(Data records)
═══

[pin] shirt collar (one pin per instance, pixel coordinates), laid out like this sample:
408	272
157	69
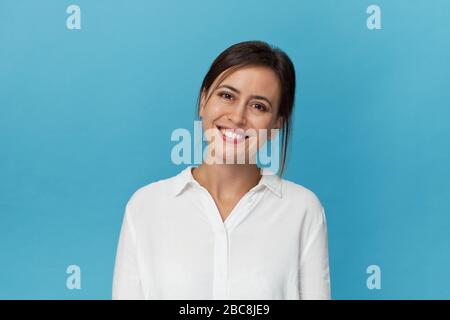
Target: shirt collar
268	179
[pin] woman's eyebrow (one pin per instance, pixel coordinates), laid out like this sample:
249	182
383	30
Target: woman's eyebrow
252	96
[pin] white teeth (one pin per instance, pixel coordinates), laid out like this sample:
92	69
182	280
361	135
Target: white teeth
232	135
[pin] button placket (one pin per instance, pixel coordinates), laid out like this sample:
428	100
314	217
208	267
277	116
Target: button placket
221	250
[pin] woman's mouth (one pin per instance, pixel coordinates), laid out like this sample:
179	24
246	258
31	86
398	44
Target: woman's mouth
230	135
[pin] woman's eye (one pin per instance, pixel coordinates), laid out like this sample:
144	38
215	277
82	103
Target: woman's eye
260	107
225	95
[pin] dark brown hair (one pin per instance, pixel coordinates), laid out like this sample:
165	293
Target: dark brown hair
258	53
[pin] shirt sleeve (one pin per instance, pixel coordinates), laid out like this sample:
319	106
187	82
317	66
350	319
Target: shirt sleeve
126	280
314	268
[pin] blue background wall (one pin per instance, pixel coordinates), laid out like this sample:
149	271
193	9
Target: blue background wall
86	117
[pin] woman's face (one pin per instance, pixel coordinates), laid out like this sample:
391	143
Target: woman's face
239	109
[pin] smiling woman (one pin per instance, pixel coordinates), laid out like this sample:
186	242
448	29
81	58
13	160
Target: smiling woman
229	230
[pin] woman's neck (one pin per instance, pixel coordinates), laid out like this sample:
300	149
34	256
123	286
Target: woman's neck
227	181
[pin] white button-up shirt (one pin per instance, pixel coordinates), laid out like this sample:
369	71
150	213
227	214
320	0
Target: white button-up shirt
174	245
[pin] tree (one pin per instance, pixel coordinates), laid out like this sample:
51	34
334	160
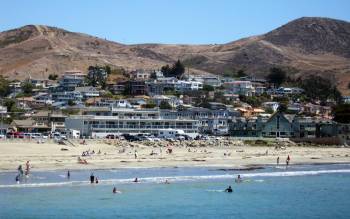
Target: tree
277	76
176	70
208	88
164	105
27	88
108	69
97	76
4	87
166	70
282	108
153	75
71	103
53	77
253	101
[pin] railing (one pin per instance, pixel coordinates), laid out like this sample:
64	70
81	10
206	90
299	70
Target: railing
140	127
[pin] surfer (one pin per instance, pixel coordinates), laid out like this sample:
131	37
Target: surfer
17	178
27	167
20	170
287	160
229	189
135	154
116	191
92	178
239	179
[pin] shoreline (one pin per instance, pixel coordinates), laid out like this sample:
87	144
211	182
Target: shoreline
247	167
50	156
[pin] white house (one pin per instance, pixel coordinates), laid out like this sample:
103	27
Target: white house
240	87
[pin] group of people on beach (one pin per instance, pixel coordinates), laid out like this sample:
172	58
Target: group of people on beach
89	153
22	173
287	161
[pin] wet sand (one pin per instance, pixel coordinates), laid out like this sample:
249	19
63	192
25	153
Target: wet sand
121	154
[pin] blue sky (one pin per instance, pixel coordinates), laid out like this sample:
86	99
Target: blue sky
167	21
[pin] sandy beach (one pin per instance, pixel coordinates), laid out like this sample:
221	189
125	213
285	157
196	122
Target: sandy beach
121	154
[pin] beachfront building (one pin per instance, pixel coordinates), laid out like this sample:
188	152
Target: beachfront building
139	75
281	125
118	120
244	88
271	105
160	85
210	121
88	92
67	96
183	86
72	79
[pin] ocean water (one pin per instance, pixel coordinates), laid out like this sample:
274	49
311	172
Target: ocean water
303	191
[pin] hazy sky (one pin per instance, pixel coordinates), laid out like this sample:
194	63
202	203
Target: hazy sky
167	21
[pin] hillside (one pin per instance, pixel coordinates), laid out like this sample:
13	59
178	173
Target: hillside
303	46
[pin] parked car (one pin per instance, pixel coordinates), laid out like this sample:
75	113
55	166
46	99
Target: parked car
110	136
129	137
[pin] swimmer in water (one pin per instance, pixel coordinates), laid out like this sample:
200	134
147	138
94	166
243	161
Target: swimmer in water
229	189
239	179
92	178
116	191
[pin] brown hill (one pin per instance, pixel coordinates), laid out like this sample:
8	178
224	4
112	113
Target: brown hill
303	46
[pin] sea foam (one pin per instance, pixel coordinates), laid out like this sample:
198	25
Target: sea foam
172	179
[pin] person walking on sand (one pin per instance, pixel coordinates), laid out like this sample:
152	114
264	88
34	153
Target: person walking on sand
287	160
92	178
27	167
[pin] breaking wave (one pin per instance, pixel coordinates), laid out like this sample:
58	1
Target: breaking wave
172	179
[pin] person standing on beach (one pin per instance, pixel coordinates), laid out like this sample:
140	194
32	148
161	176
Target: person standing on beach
287	160
27	167
92	178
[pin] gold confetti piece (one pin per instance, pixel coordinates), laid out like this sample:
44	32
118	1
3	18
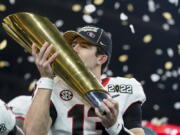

═══

## Aim
Please format every line of the records above as a Markdown table with the columns Row and Line, skipping blank lines and leaving the pictures out.

## Final result
| Row | Line |
|---|---|
| 1 | [pin] shirt collar (one pin per instance, pixel coordinates), laid out like this sample: |
| 2 | 408	272 |
| 3 | 157	69 |
| 4 | Target: shirt collar |
| 5 | 268	179 |
| 6 | [pin] woman's eyebrow (one pin per instance, pixel coordinates), laid out like this sample: |
| 7 | 249	182 |
| 8 | 383	30 |
| 9 | Target: woman's eyebrow |
| 10 | 252	96 |
| 11 | [pin] white teeth (one pin per instance, pixel coordinates), laid out like this sample: |
| 12 | 92	69 |
| 13 | 182	280 |
| 14 | 361	135 |
| 15 | Target: white teeth |
| 16 | 232	135 |
| 17 | [pin] button placket (one pin per instance, pixel coordinates), laid out like this sample: |
| 18 | 428	100 |
| 19 | 314	217 |
| 20 | 208	267 |
| 21 | 277	116 |
| 22 | Target: button placket |
| 23 | 221	250 |
| 24 | [pin] woman's mouth (one pin per instance, pixel coordinates), laid out like this sample: |
| 25 | 179	24 |
| 26 | 246	258 |
| 27 | 31	86 |
| 28 | 398	44 |
| 29 | Target: woman's mouth |
| 30 | 230	135 |
| 31 | [pin] woman's eye (one pin per instance, pixel coordinates), laid out like this sample: |
| 32 | 144	38 |
| 33 | 215	277 |
| 34 | 82	103 |
| 35 | Target: woman's eye |
| 36 | 260	107 |
| 37 | 225	95 |
| 38 | [pin] dark brown hair (one pin per instance, pixel coordinates), laid out like this sample: |
| 39 | 165	293 |
| 40 | Target: dark brown hair |
| 41 | 258	53 |
| 42 | [pin] shirt sleeve (one pin per instance, pixel coordinates), laid out like this sample: |
| 43 | 319	106 |
| 44 | 187	82 |
| 45 | 317	66 |
| 46 | 350	319 |
| 47 | Target: shirt sleeve |
| 48 | 126	280 |
| 49 | 314	268 |
| 50 | [pin] blue background wall (one pin per instance, pixel coordinates), laid out like this sample: |
| 51 | 149	271 |
| 52 | 193	9 |
| 53 | Target: blue background wall |
| 54 | 86	117 |
| 55 | [pin] woman's face (one pin per instance, pixel coordinates), laid out like this sample: |
| 56 | 391	143 |
| 57 | Target: woman's face |
| 58 | 239	109 |
| 59 | [pin] smiling woman (one pin per instance, pixel coordinates), laid out like this sample: |
| 60 | 186	242 |
| 61 | 448	29 |
| 62 | 81	58 |
| 63 | 13	160 |
| 64 | Target: smiling woman |
| 65 | 229	230 |
| 66 | [pin] woman's neck (one pin per instance, pixel coordinates), laid out like this sample: |
| 67 | 300	149 |
| 68 | 34	256 |
| 69 | 123	286 |
| 70 | Target: woman's neck |
| 71 | 227	181 |
| 72 | [pin] white button-up shirt (one pin per instance, pixel coordinates), laid out like this sample: |
| 73 | 369	71 |
| 74 | 150	213 |
| 75 | 227	214 |
| 76 | 320	0 |
| 77 | Target: white button-up shirt |
| 78 | 174	245 |
| 79 | [pin] tree (one pin per instance, pixel coordinates), laid out like this sample: |
| 80 | 51	34 |
| 81 | 334	160 |
| 82 | Target: tree |
| 83 | 277	76 |
| 84 | 176	70 |
| 85 | 208	88 |
| 86 | 164	105 |
| 87 | 27	88 |
| 88 | 108	69 |
| 89 | 97	76 |
| 90 | 4	87 |
| 91 | 166	70 |
| 92 | 282	108 |
| 93 | 153	75 |
| 94 | 71	103 |
| 95 | 53	77 |
| 96 | 253	101 |
| 97 | [pin] railing (one pin per instance, pixel coordinates), laid out like this sample: |
| 98 | 64	70 |
| 99 | 81	10 |
| 100 | 206	90 |
| 101 | 299	70 |
| 102 | Target: railing |
| 103 | 140	127 |
| 104 | [pin] surfer (one pin per instance, pixel coordinates), laid out like this sample: |
| 105 | 131	37 |
| 106 | Target: surfer |
| 107 | 17	178 |
| 108 | 27	167 |
| 109 | 20	170 |
| 110 | 287	160 |
| 111 | 229	189 |
| 112 | 135	154 |
| 113 | 116	191 |
| 114 | 92	178 |
| 115 | 239	179 |
| 116 | [pin] shoreline (one pin per instance, pixel coordinates), laid out like this sample: |
| 117 | 87	144 |
| 118 | 211	182 |
| 119 | Target: shoreline |
| 120 | 247	167 |
| 121 | 50	156 |
| 122 | [pin] white house (one pin per instance, pixel coordinates), laid out like this sample: |
| 123 | 103	27 |
| 124 | Target: white house |
| 125 | 240	87 |
| 126 | [pin] group of people on beach (one pin per instance, pixel coordinates), laid out like this sample: |
| 127 | 172	58 |
| 128 | Target: group of people on beach |
| 129 | 89	153 |
| 130 | 22	173 |
| 131 | 287	161 |
| 132 | [pin] wet sand (one pin per instance, pixel coordinates), laid out like this sample: |
| 133 | 249	19 |
| 134 | 63	192 |
| 135 | 25	153 |
| 136 | Target: wet sand |
| 137 | 121	154 |
| 138 | [pin] blue sky (one pin per instance, pixel coordinates), laid out like this sample: |
| 139 | 86	99 |
| 140 | Target: blue sky |
| 141 | 167	21 |
| 142 | [pin] sandy beach (one pin per instance, pixel coordinates), laid out like this sample: |
| 143 | 221	189 |
| 144 | 125	213 |
| 145 | 285	157 |
| 146 | 196	122 |
| 147 | Target: sandy beach |
| 148 | 121	154 |
| 149 | [pin] beachfront building (one pin per instance, pixel coordinates), laid out like this sample: |
| 150 | 188	152 |
| 151 | Target: beachfront building |
| 152 | 139	75 |
| 153 | 281	125 |
| 154 | 118	120 |
| 155 | 244	88 |
| 156 | 271	105 |
| 157 | 160	85 |
| 158 | 210	121 |
| 159 | 88	92 |
| 160 | 67	96 |
| 161 | 183	86 |
| 162 | 72	79 |
| 163 | [pin] ocean water (one pin per instance, pixel coordinates), laid out like this sample: |
| 164 | 274	49 |
| 165 | 311	172 |
| 166 | Target: ocean water |
| 167 | 303	191 |
| 168 | [pin] hazy sky (one pin per instance, pixel coordinates), laid out like this sample: |
| 169 | 194	63 |
| 170 | 202	203 |
| 171 | Target: hazy sky |
| 172 | 167	21 |
| 173 | [pin] hillside (one pin per instance, pixel coordinates), laid out like this sample: |
| 174 | 13	59 |
| 175 | 178	173 |
| 176 | Target: hillside |
| 177 | 303	46 |
| 178 | [pin] parked car (one pin per instance, pixel coordinates), laid out like this sample: |
| 179 | 75	113 |
| 180 | 55	166 |
| 181 | 46	99 |
| 182 | Target: parked car |
| 183 | 110	136 |
| 184 | 129	137 |
| 185 | [pin] swimmer in water (one pin per instance, pixel coordinates), laid out like this sample: |
| 186 | 200	134 |
| 187 | 147	138 |
| 188 | 94	166 |
| 189 | 243	161 |
| 190 | Target: swimmer in water |
| 191 | 229	189 |
| 192 | 239	179 |
| 193 | 92	178 |
| 194 | 116	191 |
| 195 | [pin] brown hill (one pin per instance, pixel coordinates), laid out like this sample: |
| 196 | 8	178 |
| 197 | 224	4 |
| 198 | 112	113 |
| 199 | Target: brown hill |
| 200 | 303	46 |
| 201 | [pin] sea foam (one pin per instance, pixel coordinates), laid out like this sample: |
| 202 | 198	25 |
| 203 | Target: sea foam |
| 204 | 172	179 |
| 205 | [pin] person walking on sand (one pin per instance, pixel coordinates), laid out like this sample: |
| 206 | 152	114 |
| 207 | 264	88 |
| 208 | 34	153 |
| 209 | Target: person walking on sand |
| 210 | 287	160 |
| 211 | 92	178 |
| 212 | 27	167 |
| 213 | [pin] breaking wave (one pin per instance, pixel coordinates), laid out like this sample: |
| 214 | 58	1 |
| 215 | Target: breaking wave |
| 216 | 172	179 |
| 217 | [pin] person standing on beach (one pin per instance, pixel coordinates), laid out like this sample: |
| 218 | 140	194 |
| 219 | 32	148 |
| 220 | 161	176 |
| 221 | Target: person standing on beach |
| 222 | 287	160 |
| 223 | 27	167 |
| 224 | 92	178 |
| 225 | [pin] gold confetti piece (one pin per instance, pixel coordinates), laid out like this sample: |
| 226 | 44	32 |
| 227 | 118	1 |
| 228 | 3	18 |